-- TASK DESCRIPTION --
Format the items from the line with "Can you see the car alloy" up to and including the line with "x=560, y=343" as a JSON list of strings, one string per line, with blank lines left out.

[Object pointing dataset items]
## START

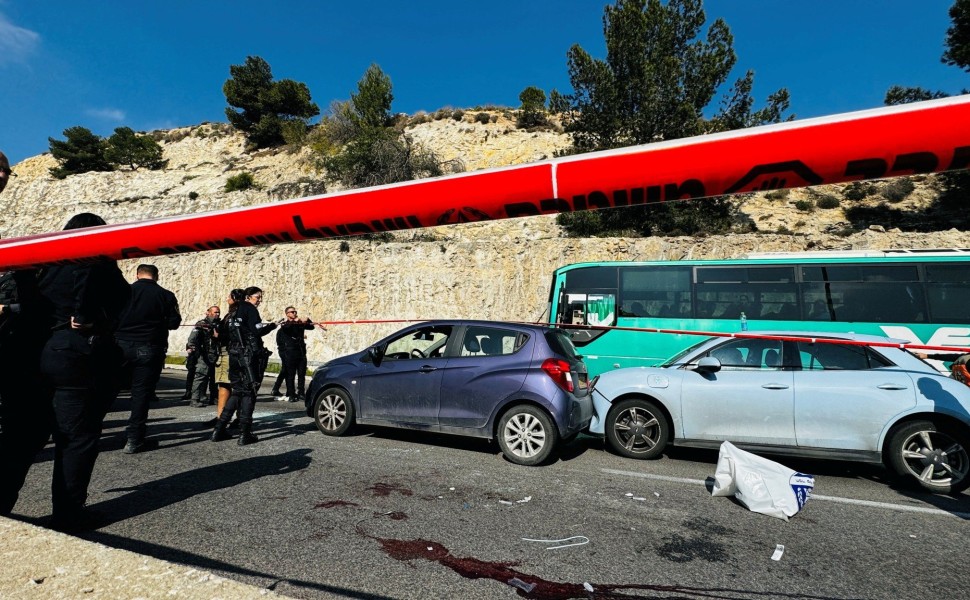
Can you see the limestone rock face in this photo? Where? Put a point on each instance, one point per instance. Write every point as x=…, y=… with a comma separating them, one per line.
x=493, y=270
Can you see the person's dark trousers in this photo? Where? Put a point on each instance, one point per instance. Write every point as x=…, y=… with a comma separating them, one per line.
x=243, y=398
x=79, y=414
x=144, y=361
x=299, y=369
x=293, y=368
x=204, y=384
x=191, y=366
x=84, y=375
x=280, y=379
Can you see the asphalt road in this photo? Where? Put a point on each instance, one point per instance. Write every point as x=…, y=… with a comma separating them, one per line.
x=387, y=514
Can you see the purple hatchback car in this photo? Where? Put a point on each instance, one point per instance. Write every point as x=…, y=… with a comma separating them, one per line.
x=521, y=384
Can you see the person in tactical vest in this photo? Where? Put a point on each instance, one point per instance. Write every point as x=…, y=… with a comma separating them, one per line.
x=291, y=344
x=70, y=312
x=143, y=337
x=246, y=362
x=206, y=346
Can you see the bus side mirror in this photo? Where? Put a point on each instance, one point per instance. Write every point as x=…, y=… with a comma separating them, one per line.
x=708, y=364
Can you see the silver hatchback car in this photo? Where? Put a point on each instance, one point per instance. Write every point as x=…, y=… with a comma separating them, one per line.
x=789, y=396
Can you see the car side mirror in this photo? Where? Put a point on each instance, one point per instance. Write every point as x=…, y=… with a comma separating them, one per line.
x=708, y=364
x=375, y=355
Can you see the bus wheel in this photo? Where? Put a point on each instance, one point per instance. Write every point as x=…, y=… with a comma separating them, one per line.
x=937, y=459
x=636, y=428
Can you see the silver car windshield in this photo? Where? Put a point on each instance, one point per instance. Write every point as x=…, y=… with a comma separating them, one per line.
x=676, y=358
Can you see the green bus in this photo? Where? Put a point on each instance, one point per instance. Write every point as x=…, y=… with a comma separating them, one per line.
x=922, y=296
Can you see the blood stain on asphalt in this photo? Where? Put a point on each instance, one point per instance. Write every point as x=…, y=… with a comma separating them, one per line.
x=502, y=572
x=394, y=516
x=335, y=503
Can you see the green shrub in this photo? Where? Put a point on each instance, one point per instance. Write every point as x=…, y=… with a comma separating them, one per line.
x=240, y=182
x=897, y=190
x=858, y=190
x=828, y=201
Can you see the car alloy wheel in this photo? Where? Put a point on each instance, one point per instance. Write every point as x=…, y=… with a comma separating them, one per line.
x=637, y=429
x=937, y=459
x=527, y=435
x=334, y=412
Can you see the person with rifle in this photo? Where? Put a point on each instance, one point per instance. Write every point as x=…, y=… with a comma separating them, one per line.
x=205, y=346
x=246, y=357
x=291, y=343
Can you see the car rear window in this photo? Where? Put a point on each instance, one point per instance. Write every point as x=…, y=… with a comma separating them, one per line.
x=491, y=341
x=560, y=343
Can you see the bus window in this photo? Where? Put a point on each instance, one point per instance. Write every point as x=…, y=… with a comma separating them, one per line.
x=590, y=309
x=948, y=293
x=662, y=292
x=889, y=302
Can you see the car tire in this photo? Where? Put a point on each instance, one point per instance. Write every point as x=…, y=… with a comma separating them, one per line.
x=527, y=435
x=637, y=428
x=333, y=412
x=937, y=459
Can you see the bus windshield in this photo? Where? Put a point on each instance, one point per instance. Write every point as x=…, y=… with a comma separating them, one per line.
x=919, y=296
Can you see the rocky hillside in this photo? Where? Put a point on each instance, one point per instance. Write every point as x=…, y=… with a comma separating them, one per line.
x=498, y=270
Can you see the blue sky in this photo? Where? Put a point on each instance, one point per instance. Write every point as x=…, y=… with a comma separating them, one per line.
x=151, y=65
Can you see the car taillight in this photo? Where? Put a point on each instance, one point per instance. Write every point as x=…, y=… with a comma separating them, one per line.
x=558, y=370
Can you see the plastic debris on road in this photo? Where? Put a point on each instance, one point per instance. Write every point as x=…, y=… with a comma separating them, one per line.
x=779, y=550
x=762, y=485
x=581, y=541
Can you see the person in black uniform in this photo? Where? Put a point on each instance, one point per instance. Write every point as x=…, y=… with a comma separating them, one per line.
x=206, y=347
x=245, y=330
x=80, y=362
x=143, y=338
x=191, y=363
x=26, y=414
x=291, y=344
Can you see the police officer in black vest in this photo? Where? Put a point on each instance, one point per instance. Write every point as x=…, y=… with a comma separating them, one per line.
x=205, y=347
x=244, y=330
x=72, y=310
x=291, y=343
x=143, y=338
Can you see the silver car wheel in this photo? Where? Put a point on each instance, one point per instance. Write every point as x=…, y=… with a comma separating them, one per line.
x=524, y=435
x=934, y=458
x=637, y=429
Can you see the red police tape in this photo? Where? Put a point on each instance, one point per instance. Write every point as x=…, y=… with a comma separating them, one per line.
x=921, y=137
x=819, y=339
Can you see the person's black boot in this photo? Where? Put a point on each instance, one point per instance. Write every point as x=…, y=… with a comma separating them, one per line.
x=220, y=434
x=246, y=435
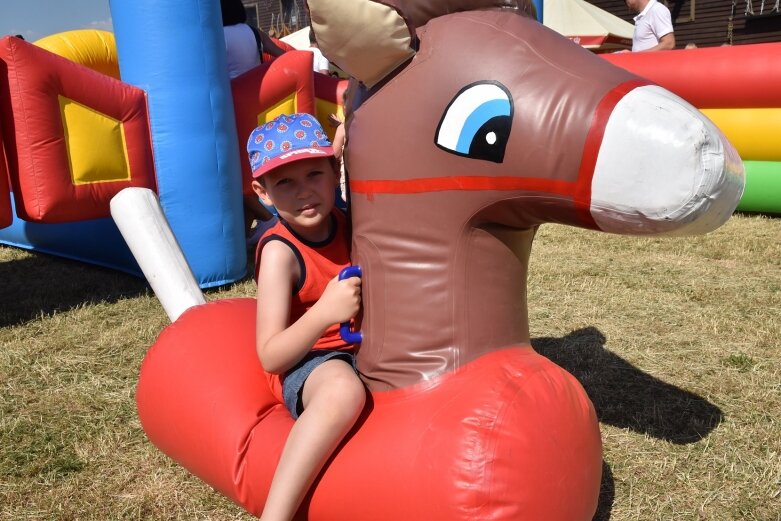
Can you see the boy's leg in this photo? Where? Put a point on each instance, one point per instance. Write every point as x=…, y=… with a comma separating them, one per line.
x=333, y=398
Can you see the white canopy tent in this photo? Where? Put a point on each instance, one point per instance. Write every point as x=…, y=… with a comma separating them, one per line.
x=298, y=39
x=581, y=22
x=587, y=25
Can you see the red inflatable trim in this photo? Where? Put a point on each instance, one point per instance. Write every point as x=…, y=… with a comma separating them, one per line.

## END

-- RESULT FOR THIS TASK --
[
  "Can you see the car alloy wheel in this photo? Where? Put a point on each instance, one point per instance. Write every point as x=…, y=… with a comma separating them, one per line.",
  "x=637, y=429",
  "x=937, y=459",
  "x=527, y=435",
  "x=334, y=412",
  "Can you see the person with rifle in this photo? Where? Put a point on each instance, one point per instance. Write every point as x=…, y=… with a comma separating them, one per line.",
  "x=205, y=346",
  "x=246, y=357",
  "x=291, y=343",
  "Can you see the car rear window in this photo? Where? Put a point on each instance, one point per instance. Write every point as x=…, y=… with a comma separating them, one per line.",
  "x=491, y=341",
  "x=560, y=343"
]